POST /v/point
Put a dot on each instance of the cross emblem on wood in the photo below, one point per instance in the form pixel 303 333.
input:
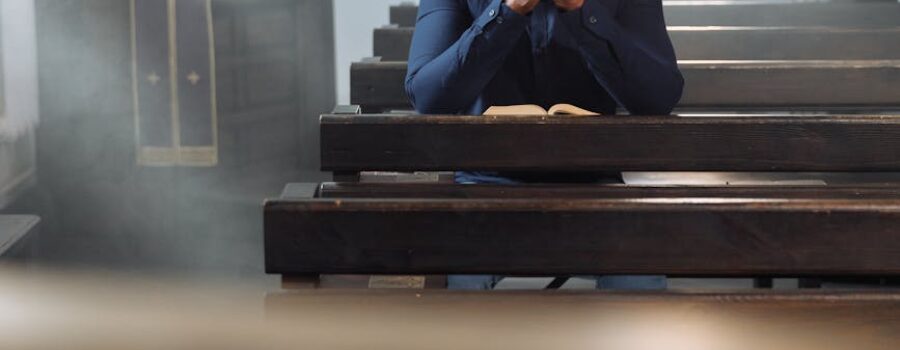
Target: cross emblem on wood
pixel 194 78
pixel 153 78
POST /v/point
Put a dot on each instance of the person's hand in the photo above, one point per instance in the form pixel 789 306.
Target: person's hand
pixel 522 7
pixel 569 5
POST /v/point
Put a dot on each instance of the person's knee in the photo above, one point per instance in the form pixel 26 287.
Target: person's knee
pixel 632 282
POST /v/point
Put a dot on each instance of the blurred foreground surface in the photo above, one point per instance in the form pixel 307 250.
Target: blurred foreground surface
pixel 40 310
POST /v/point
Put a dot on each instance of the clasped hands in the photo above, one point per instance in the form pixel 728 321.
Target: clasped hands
pixel 523 7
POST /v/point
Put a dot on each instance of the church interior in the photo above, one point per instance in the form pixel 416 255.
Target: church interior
pixel 245 174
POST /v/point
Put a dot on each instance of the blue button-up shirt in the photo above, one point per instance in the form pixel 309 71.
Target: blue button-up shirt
pixel 468 55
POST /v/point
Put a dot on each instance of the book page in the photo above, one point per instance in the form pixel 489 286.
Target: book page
pixel 567 109
pixel 515 110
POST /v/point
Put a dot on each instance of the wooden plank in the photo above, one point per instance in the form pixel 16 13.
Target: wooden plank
pixel 590 320
pixel 731 43
pixel 378 86
pixel 16 236
pixel 672 236
pixel 621 143
pixel 404 15
pixel 790 83
pixel 753 13
pixel 451 191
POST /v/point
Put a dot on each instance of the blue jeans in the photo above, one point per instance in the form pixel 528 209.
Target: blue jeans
pixel 487 282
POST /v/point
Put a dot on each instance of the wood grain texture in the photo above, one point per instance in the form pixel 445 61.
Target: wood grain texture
pixel 543 320
pixel 865 14
pixel 451 191
pixel 379 86
pixel 439 143
pixel 730 43
pixel 672 236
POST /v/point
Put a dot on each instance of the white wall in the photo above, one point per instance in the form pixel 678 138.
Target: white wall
pixel 20 81
pixel 354 22
pixel 19 67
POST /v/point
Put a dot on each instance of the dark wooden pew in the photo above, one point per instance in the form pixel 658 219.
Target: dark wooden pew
pixel 542 320
pixel 731 43
pixel 593 229
pixel 722 85
pixel 867 14
pixel 17 237
pixel 613 143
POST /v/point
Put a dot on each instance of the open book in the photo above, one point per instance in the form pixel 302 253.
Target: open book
pixel 560 109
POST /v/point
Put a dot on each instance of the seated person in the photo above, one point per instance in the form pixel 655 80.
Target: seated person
pixel 469 55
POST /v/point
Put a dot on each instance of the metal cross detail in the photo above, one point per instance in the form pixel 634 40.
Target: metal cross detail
pixel 153 78
pixel 194 78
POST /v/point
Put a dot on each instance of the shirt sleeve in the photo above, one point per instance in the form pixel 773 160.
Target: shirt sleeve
pixel 453 57
pixel 630 54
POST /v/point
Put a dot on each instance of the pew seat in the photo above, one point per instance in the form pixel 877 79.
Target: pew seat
pixel 392 43
pixel 842 13
pixel 723 85
pixel 536 229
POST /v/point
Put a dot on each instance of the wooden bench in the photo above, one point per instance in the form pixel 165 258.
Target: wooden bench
pixel 17 236
pixel 842 13
pixel 709 85
pixel 391 43
pixel 401 229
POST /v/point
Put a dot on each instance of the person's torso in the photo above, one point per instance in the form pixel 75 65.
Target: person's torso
pixel 546 67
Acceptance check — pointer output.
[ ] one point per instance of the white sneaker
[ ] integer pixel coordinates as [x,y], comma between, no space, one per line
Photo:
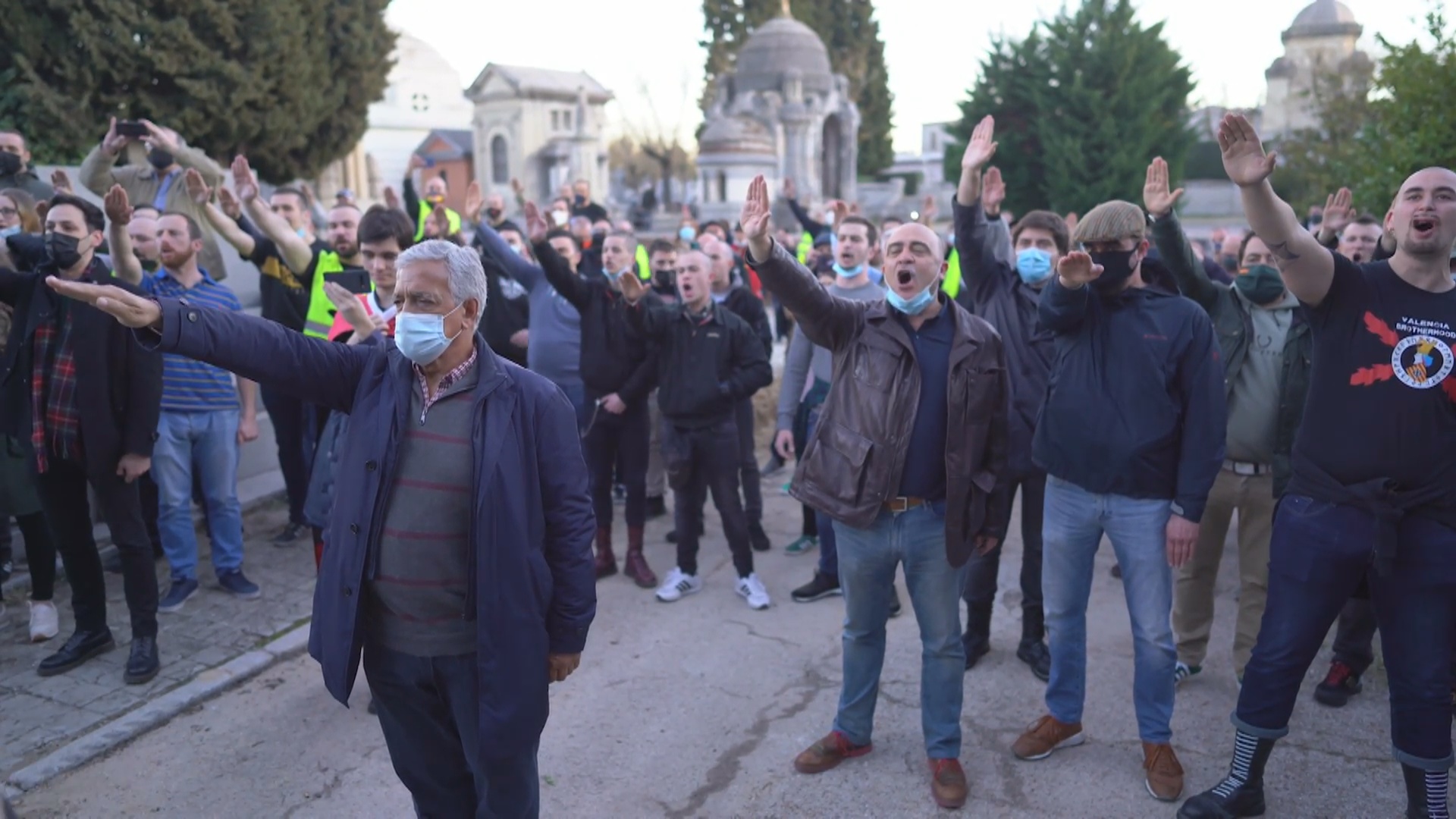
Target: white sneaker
[44,621]
[752,589]
[679,586]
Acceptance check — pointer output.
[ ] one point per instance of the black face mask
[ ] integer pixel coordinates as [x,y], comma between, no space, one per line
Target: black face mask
[63,249]
[1117,268]
[1260,284]
[161,159]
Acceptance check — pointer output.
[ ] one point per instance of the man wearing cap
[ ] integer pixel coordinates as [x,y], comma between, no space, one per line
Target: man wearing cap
[1131,439]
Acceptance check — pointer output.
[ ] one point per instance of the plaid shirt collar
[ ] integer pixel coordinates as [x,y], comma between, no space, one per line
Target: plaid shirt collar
[427,400]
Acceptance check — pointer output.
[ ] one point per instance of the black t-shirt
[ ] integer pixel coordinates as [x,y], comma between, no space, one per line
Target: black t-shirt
[1382,394]
[283,293]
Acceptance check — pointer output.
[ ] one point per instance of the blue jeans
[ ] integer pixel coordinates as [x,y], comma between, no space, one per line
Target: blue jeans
[867,575]
[1072,531]
[829,550]
[206,442]
[1318,554]
[430,713]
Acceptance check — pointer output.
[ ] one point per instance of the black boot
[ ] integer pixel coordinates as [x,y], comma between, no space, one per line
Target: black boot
[1241,793]
[1424,793]
[1033,651]
[977,637]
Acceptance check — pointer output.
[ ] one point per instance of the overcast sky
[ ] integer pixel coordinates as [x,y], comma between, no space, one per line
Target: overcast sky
[647,50]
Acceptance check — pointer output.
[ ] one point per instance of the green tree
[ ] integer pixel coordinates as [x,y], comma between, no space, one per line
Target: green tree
[1082,104]
[1329,156]
[289,82]
[855,50]
[1411,115]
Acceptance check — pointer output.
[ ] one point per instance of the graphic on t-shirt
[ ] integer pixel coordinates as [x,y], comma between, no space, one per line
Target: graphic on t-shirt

:: Short problem ::
Output every line of the records above as a Markdown table with the columns Row and Record line, numbering the rows in order. Skip blank lines and leave the pictures out.

:: Response to the exercise ::
| Row | Record line |
|---|---|
| 1 | POST /v/point |
| 2 | Put a dot on each instance of the cross emblem on wood in the photo below, one point per instance in the form pixel 303 333. |
| 3 | input: |
| 4 | Target: cross emblem on wood |
| 5 | pixel 194 78 |
| 6 | pixel 153 78 |
| 7 | POST /v/point |
| 8 | Put a dot on each instance of the person's hand in the photo above, one point per instance in the form pixel 789 306. |
| 9 | Target: person's hand |
| 10 | pixel 522 7 |
| 11 | pixel 569 5 |
| 12 | POST /v/point |
| 13 | Put a dot on each instance of the person's knee in the photo above, one point per instance in the form pixel 26 287. |
| 14 | Target: person's knee |
| 15 | pixel 632 282 |
| 16 | POST /v/point |
| 17 | Put a dot on each instance of the blurred foreground surface in the photo above, one point per instance in the form pixel 307 250. |
| 18 | Target: blurred foreground surface |
| 19 | pixel 40 310 |
| 20 | POST /v/point |
| 21 | Put a dot on each instance of the clasped hands in the photo above, one point per instance in the form pixel 728 321. |
| 22 | Target: clasped hands |
| 23 | pixel 523 7 |
| 24 | POST /v/point |
| 25 | Put a dot on each instance of the church interior in the photo above, one point per instance in the form pixel 416 255. |
| 26 | Target: church interior |
| 27 | pixel 245 174 |
| 28 | POST /v/point |
| 29 | Put a dot on each instance of the blue button-up shirt in the photo above, one point per instance in the form pixel 309 71. |
| 30 | Target: blue button-up shirt |
| 31 | pixel 468 55 |
| 32 | POST /v/point |
| 33 | Put a dot on each instance of the book page in the photo above, one point per instance in the form pixel 489 286. |
| 34 | Target: book page |
| 35 | pixel 567 109 |
| 36 | pixel 515 110 |
| 37 | POST /v/point |
| 38 | Put a dot on each instance of the wooden plank in the photo above, one point per instance in the form pixel 16 13. |
| 39 | Target: wooden plank |
| 40 | pixel 590 320 |
| 41 | pixel 731 43 |
| 42 | pixel 378 86 |
| 43 | pixel 16 236 |
| 44 | pixel 672 236 |
| 45 | pixel 621 143 |
| 46 | pixel 404 15 |
| 47 | pixel 790 83 |
| 48 | pixel 753 13 |
| 49 | pixel 451 191 |
| 50 | POST /v/point |
| 51 | Put a dot on each instance of the blue jeans in the photo above, one point per instance in the form pixel 528 209. |
| 52 | Target: blue jeans |
| 53 | pixel 487 282 |
| 54 | POST /v/point |
| 55 | Put a dot on each instance of the wood grain texture in the photo above, one point per instance in the form pixel 445 61. |
| 56 | Target: wood grain texture |
| 57 | pixel 543 320 |
| 58 | pixel 865 14 |
| 59 | pixel 451 191 |
| 60 | pixel 379 86 |
| 61 | pixel 439 143 |
| 62 | pixel 730 43 |
| 63 | pixel 672 236 |
| 64 | POST /v/point |
| 65 | Put a dot on each instance of the white wall in the photo above, one point per instance in the form pixel 678 138. |
| 66 | Target: white wall |
| 67 | pixel 20 81 |
| 68 | pixel 354 22 |
| 69 | pixel 19 67 |
| 70 | POST /v/point |
| 71 | Put a dot on each instance of the dark wooden pew in the photo above, one point per instance in the form pixel 658 219. |
| 72 | Target: dark wooden pew |
| 73 | pixel 542 320 |
| 74 | pixel 731 43 |
| 75 | pixel 593 229 |
| 76 | pixel 722 85 |
| 77 | pixel 867 14 |
| 78 | pixel 17 237 |
| 79 | pixel 613 143 |
| 80 | POST /v/point |
| 81 | Put a dot on each instance of the open book in the photo above, one point per instance in the form pixel 302 253. |
| 82 | Target: open book |
| 83 | pixel 560 109 |
| 84 | POST /v/point |
| 85 | Put a dot on each instance of the seated person in the photo above, one point per instance in the form pixel 655 80. |
| 86 | Target: seated person |
| 87 | pixel 469 55 |
| 88 | POST /v/point |
| 89 | Put a dot on each instance of the metal cross detail in the photo above, one point per instance in the form pixel 634 40. |
| 90 | Target: metal cross detail |
| 91 | pixel 153 78 |
| 92 | pixel 194 78 |
| 93 | POST /v/point |
| 94 | Put a dot on each instance of the shirt sleeve in the photo above, one point per instance in the form pixel 773 160. |
| 95 | Target: shirt sleeve |
| 96 | pixel 453 57 |
| 97 | pixel 630 54 |
| 98 | POST /v/point |
| 99 | Put a dot on each instance of the pew seat in the photo above, one point per instance in the form pixel 877 79. |
| 100 | Target: pew seat |
| 101 | pixel 392 43 |
| 102 | pixel 842 13 |
| 103 | pixel 723 85 |
| 104 | pixel 536 229 |
| 105 | POST /v/point |
| 106 | Put a dot on each instance of the wooden bench in the photo above, one point per instance in the form pixel 165 258. |
| 107 | Target: wooden bench |
| 108 | pixel 17 236 |
| 109 | pixel 842 13 |
| 110 | pixel 709 85 |
| 111 | pixel 391 43 |
| 112 | pixel 401 229 |
| 113 | POST /v/point |
| 114 | Put a dot on each instance of the person's torso in the photo above, one point per instance in the form pixel 75 65. |
| 115 | Target: person's torso |
| 116 | pixel 546 67 |
| 117 | Acceptance check — pointer output. |
| 118 | [ ] one point per instance of the white sneaker |
| 119 | [ ] integer pixel coordinates as [x,y], comma between, no space, one per line |
| 120 | Photo: |
| 121 | Target: white sneaker |
| 122 | [44,621] |
| 123 | [752,589] |
| 124 | [679,586] |
| 125 | Acceptance check — pointer output. |
| 126 | [ ] one point per instance of the black face mask |
| 127 | [ ] integer pixel coordinates as [x,y], comma between, no space, one per line |
| 128 | Target: black face mask |
| 129 | [63,249] |
| 130 | [1117,268] |
| 131 | [1260,284] |
| 132 | [161,159] |
| 133 | Acceptance check — pointer output. |
| 134 | [ ] one point per instance of the man wearing cap |
| 135 | [ ] integer pixel coordinates as [x,y], comma between, no space, one per line |
| 136 | Target: man wearing cap |
| 137 | [1131,439] |
| 138 | Acceptance check — pointer output. |
| 139 | [ ] one point per instance of the plaid shirt collar |
| 140 | [ ] integer pixel coordinates as [x,y], comma between, no space, one per line |
| 141 | Target: plaid shirt collar |
| 142 | [427,400] |
| 143 | Acceptance check — pointer output. |
| 144 | [ ] one point per instance of the black t-shirt |
| 145 | [ ] integer pixel coordinates as [x,y], comma between, no space, one per line |
| 146 | Target: black t-shirt |
| 147 | [1382,394] |
| 148 | [283,293] |
| 149 | Acceptance check — pointer output. |
| 150 | [ ] one point per instance of the blue jeans |
| 151 | [ ] integer pixel coordinates as [x,y], comma between, no space, one per line |
| 152 | Target: blue jeans |
| 153 | [867,575] |
| 154 | [1072,531] |
| 155 | [829,550] |
| 156 | [206,442] |
| 157 | [1318,554] |
| 158 | [430,713] |
| 159 | Acceptance check — pointer output. |
| 160 | [ ] one point per instance of the black boot |
| 161 | [ ] integer pixel coordinates as [x,y], comma between, no space, one per line |
| 162 | Target: black boot |
| 163 | [1241,793] |
| 164 | [1424,793] |
| 165 | [1033,651] |
| 166 | [977,637] |
| 167 | Acceptance check — pointer output. |
| 168 | [ ] one point per instance of the overcast sky |
| 169 | [ ] integer pixel coordinates as [x,y], comma between, no space, one per line |
| 170 | Target: overcast sky |
| 171 | [647,50] |
| 172 | Acceptance check — pointer output. |
| 173 | [ ] one point per instance of the green tree |
| 174 | [ ] integer pixel coordinates as [x,y], comma between, no space, one per line |
| 175 | Target: green tree |
| 176 | [1082,104] |
| 177 | [1329,156] |
| 178 | [289,82] |
| 179 | [855,50] |
| 180 | [1411,115] |
| 181 | Acceptance check — pointer output. |
| 182 | [ ] one point per instance of the graphic on t-shirt |
| 183 | [ ] integer pixel coordinates as [x,y], comma between, no space, one per line |
| 184 | Target: graphic on t-shirt |